*GIVEN PROBLEM*
Recast every line of the records below as a Markdown table with two columns, Row for the line's number and Text for the line itself, and skip any blank lines. Leave the pictures out of the table.

*ITEMS*
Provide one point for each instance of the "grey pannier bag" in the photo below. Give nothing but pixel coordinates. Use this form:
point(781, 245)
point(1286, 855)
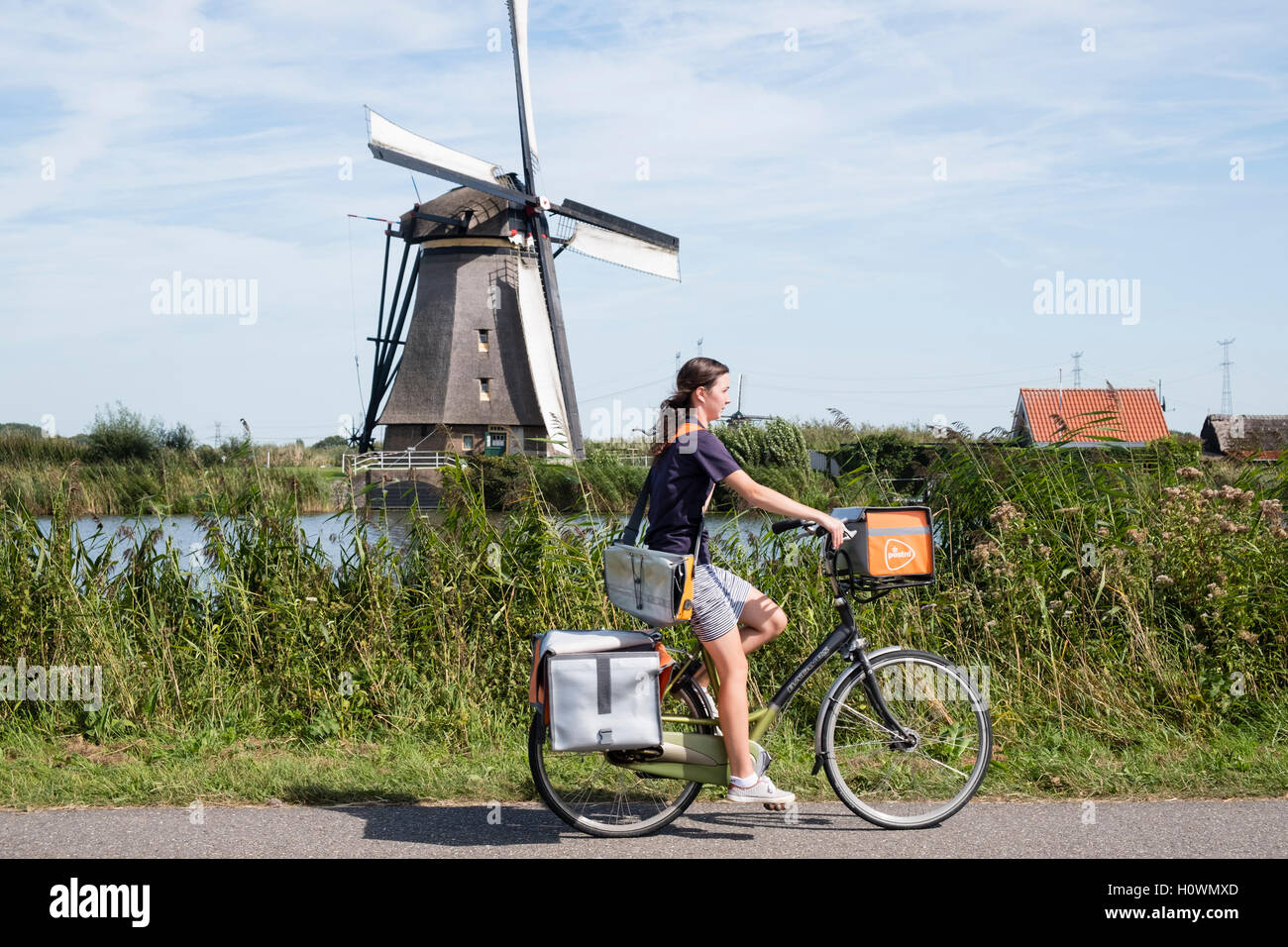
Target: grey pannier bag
point(601, 688)
point(653, 586)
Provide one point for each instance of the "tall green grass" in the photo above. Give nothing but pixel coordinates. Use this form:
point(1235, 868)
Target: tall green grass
point(1111, 602)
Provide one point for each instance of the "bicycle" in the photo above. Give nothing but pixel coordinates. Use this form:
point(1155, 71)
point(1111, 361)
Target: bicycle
point(892, 748)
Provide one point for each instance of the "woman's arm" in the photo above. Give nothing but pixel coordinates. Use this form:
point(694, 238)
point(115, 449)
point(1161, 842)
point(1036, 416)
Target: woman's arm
point(767, 499)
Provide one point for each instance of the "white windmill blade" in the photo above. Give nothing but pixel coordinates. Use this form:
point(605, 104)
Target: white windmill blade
point(519, 37)
point(398, 146)
point(625, 250)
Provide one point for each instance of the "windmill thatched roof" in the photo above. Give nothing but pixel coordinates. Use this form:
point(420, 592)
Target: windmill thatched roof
point(1248, 437)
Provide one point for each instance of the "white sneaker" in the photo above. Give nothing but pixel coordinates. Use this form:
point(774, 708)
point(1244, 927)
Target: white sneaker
point(764, 791)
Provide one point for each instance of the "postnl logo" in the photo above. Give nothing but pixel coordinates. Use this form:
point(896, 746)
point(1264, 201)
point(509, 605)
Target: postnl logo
point(898, 554)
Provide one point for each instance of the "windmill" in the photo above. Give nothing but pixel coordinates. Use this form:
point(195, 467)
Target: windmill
point(484, 359)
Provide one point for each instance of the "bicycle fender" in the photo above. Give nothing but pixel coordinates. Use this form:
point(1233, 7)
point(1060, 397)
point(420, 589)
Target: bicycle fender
point(831, 696)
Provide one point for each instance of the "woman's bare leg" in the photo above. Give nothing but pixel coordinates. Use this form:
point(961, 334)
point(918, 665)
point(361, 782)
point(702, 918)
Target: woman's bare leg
point(730, 664)
point(760, 622)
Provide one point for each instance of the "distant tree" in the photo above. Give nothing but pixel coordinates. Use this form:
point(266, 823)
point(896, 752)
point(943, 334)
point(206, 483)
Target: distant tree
point(123, 434)
point(20, 429)
point(179, 438)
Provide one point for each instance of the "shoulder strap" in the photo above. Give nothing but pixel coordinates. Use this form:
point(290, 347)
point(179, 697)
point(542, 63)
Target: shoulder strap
point(630, 536)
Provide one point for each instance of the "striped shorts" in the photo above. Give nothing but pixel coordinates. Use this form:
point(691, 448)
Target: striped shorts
point(717, 600)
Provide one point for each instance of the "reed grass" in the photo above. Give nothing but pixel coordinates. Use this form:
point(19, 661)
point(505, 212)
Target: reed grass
point(1132, 617)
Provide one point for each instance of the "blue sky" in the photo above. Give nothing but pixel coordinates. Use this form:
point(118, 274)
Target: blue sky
point(787, 146)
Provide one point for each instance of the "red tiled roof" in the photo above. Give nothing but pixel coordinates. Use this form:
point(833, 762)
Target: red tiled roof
point(1077, 415)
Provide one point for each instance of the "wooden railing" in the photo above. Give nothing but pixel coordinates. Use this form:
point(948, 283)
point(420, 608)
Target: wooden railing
point(397, 460)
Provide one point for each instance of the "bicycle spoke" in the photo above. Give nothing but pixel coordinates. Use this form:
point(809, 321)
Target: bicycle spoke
point(887, 781)
point(864, 716)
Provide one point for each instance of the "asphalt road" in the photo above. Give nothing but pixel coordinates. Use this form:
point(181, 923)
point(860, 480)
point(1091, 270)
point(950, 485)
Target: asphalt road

*SOLVED EXERCISE*
| Row | Text |
|---|---|
| 1 | Provide one point for each instance of the "grey pannier bag" in the photo below. Give nothing but pixel coordinates. Use this form: |
| 2 | point(781, 245) |
| 3 | point(1286, 855) |
| 4 | Target: grey pannier bag |
| 5 | point(601, 688) |
| 6 | point(653, 586) |
| 7 | Provide one point for each instance of the "tall green grass" in the photo above. Give nothing but pixel coordinates. Use this form: |
| 8 | point(1235, 868) |
| 9 | Target: tall green grass |
| 10 | point(1111, 602) |
| 11 | Provide one point for each instance of the "bicycle" in the photo above. Give nothing but pixel coordinates. Use this form: |
| 12 | point(1155, 71) |
| 13 | point(1111, 361) |
| 14 | Target: bicycle |
| 15 | point(892, 748) |
| 16 | Provide one point for each instance of the "woman's arm" in the photo above. Give nothing but pixel coordinates. Use this form: |
| 17 | point(694, 238) |
| 18 | point(115, 449) |
| 19 | point(1161, 842) |
| 20 | point(1036, 416) |
| 21 | Target: woman's arm |
| 22 | point(767, 499) |
| 23 | Provide one point for each instance of the "white windmill blade" in the photo above. Give nothing but pixel coordinates. Use this form: |
| 24 | point(605, 104) |
| 25 | Target: white windmill blade |
| 26 | point(519, 37) |
| 27 | point(398, 146) |
| 28 | point(625, 250) |
| 29 | Provide one point for each instance of the "windmill thatched roof" in the photo above. Give nothing but pixel coordinates. Use this form: |
| 30 | point(420, 592) |
| 31 | Target: windmill thatched roof |
| 32 | point(1248, 437) |
| 33 | Provide one point for each instance of the "white sneaker" in the photo above. Give nothing but pixel coordinates. Use this form: |
| 34 | point(774, 708) |
| 35 | point(1244, 927) |
| 36 | Target: white sneaker |
| 37 | point(764, 791) |
| 38 | Provide one point for each instance of the "postnl logo" in the photo above. Give nothing but pixel coordinates. Use this form: |
| 39 | point(896, 746) |
| 40 | point(1264, 201) |
| 41 | point(509, 605) |
| 42 | Target: postnl logo |
| 43 | point(898, 554) |
| 44 | Provide one point for each instance of the "windmill" in the photo above. Give nothing but pixel coordinates. Use this form: |
| 45 | point(195, 467) |
| 46 | Target: windmill |
| 47 | point(484, 359) |
| 48 | Provide one point for each instance of the "bicycle fender" in the photo above. Give nothing but pixel coordinates. Use this form: |
| 49 | point(1233, 7) |
| 50 | point(1060, 397) |
| 51 | point(420, 589) |
| 52 | Target: bicycle fender |
| 53 | point(831, 696) |
| 54 | Provide one point for each instance of the "woman's bare leg" in the photo above. Give nothing but pixel coordinates. Use this form: |
| 55 | point(961, 334) |
| 56 | point(918, 665) |
| 57 | point(361, 782) |
| 58 | point(702, 918) |
| 59 | Target: woman's bare leg |
| 60 | point(730, 664) |
| 61 | point(760, 622) |
| 62 | Provide one point for each instance of the "distant tree" in the photo above. Give nothing but pixel coordinates. Use this form: |
| 63 | point(266, 823) |
| 64 | point(896, 752) |
| 65 | point(943, 334) |
| 66 | point(206, 483) |
| 67 | Target: distant tree |
| 68 | point(123, 434) |
| 69 | point(20, 429) |
| 70 | point(179, 438) |
| 71 | Provide one point for each instance of the "shoulder strap" in the photo above. Give nothing but pixel coordinates. Use this form: |
| 72 | point(290, 347) |
| 73 | point(179, 697) |
| 74 | point(542, 63) |
| 75 | Target: shoulder strap |
| 76 | point(630, 536) |
| 77 | Provide one point for each instance of the "striped shorts" in the photo above. Give nothing but pixel coordinates. Use this form: |
| 78 | point(691, 448) |
| 79 | Target: striped shorts |
| 80 | point(717, 600) |
| 81 | Provide one point for each instance of the "reed grass" in the photo above. Give nothing but pixel coordinates. Use this form: |
| 82 | point(19, 661) |
| 83 | point(505, 212) |
| 84 | Target: reed grass |
| 85 | point(1132, 617) |
| 86 | Provide one point for each instance of the "blue sky" in the photo above. Give nothing but pixel coordinates. Use this form: |
| 87 | point(118, 274) |
| 88 | Target: blue sky |
| 89 | point(787, 146) |
| 90 | Provide one point for each instance of the "red tiled roof" in the photo above. Give nothing but pixel coordinates. Use this form: |
| 91 | point(833, 762) |
| 92 | Target: red tiled roof |
| 93 | point(1077, 415) |
| 94 | Provide one point for each instance of the "wooden railing" in the photo above. Give nothing but pixel coordinates. Use this form: |
| 95 | point(948, 283) |
| 96 | point(420, 608) |
| 97 | Target: wooden railing |
| 98 | point(397, 460) |
| 99 | Provide one point for each instance of the "bicycle spoke" in the photo above. Give nothing but pixel coordinates. Use this form: |
| 100 | point(809, 321) |
| 101 | Target: bicycle spoke |
| 102 | point(887, 781) |
| 103 | point(864, 716) |
| 104 | Provide one point for each instance of the "asphalt road" in the photo above. Give nothing but pixel coordinates. Use this form: |
| 105 | point(181, 923) |
| 106 | point(860, 480) |
| 107 | point(1091, 270) |
| 108 | point(950, 485) |
| 109 | Target: asphalt road |